• _Complete the following_:
a: Transcribe the TIKA-447 issue comment starting at "Before closing this, I'd" and ending at "warnings from OSGi.".
b: Write the next part of the TIKA-447 issue comment on container-aware mimetype detection, picking up right after its last sentence.

Text under study below:

[
https://issues.apache.org/jira/browse/TIKA-447?page=com.atlassian.jira.plugin.system.issuetabpanels:comment-tabpanel&focusedCommentId=13036931#comment-13036931
]
Jukka Zitting commented on TIKA-447:
------------------------------------
I think we are pretty much done with this issue already.
Before closing this, I'd like to move the new classes from within o.a.t.detect
to appropriate o.a.t.parser subpackages in tika-parsers. That way the detection
logic is closer to the related parser classes and we don't have to worry about
split-package warnings from OSGi.
> Container aware mimetype detection
> ----------------------------------
>
> Key: TIKA-447
> URL: https://issues.apache.org/jira/browse/TIKA-447
> Project: Tika
> Issue Type: New Feature
> Components: mime
> Affects Versions: 0.7
> Reporter: Nick Burch
> Attachments: TIKA-447-TikaInputStream.patch,
> TikaContainerDetection.patch
>
>
> As discussed on the dev list, Tika should ideally have a configurable way to
> process container based formats (eg zip files and ole2 files) when trying to
> detect the correct mime type for a document.

End of Text under study.
Dataset section below:

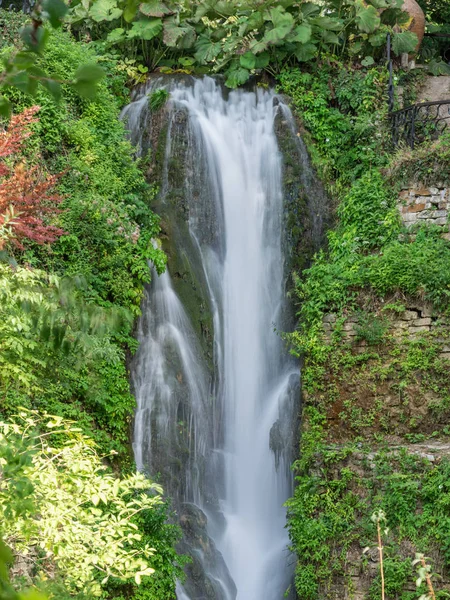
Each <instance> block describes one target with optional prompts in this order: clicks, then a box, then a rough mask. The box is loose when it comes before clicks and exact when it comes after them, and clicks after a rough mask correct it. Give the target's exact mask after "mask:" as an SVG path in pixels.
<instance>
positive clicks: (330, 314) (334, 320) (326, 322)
mask: <svg viewBox="0 0 450 600" xmlns="http://www.w3.org/2000/svg"><path fill="white" fill-rule="evenodd" d="M335 321H336V315H333V314H329V315H325V316H324V318H323V322H324V323H334V322H335Z"/></svg>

End of Dataset section.

• _Numbered answers_:
a:
Before closing this, I'd like to move the new classes from within o.a.t.detect
to appropriate o.a.t.parser subpackages in tika-parsers. That way the detection
logic is closer to the related parser classes and we don't have to worry about
split-package warnings from OSGi.

b:
> This needs to be configurable, because some people won't want Tika to have to
> do all the work of parsing the whole file when they're not interested in
> knowing exactly what's in it
> Once we have gone to the trouble of opening and parsing the container file,
> we should try to keep the open container around to speed up parsing of the
> contents
--
This message is automatically generated by JIRA.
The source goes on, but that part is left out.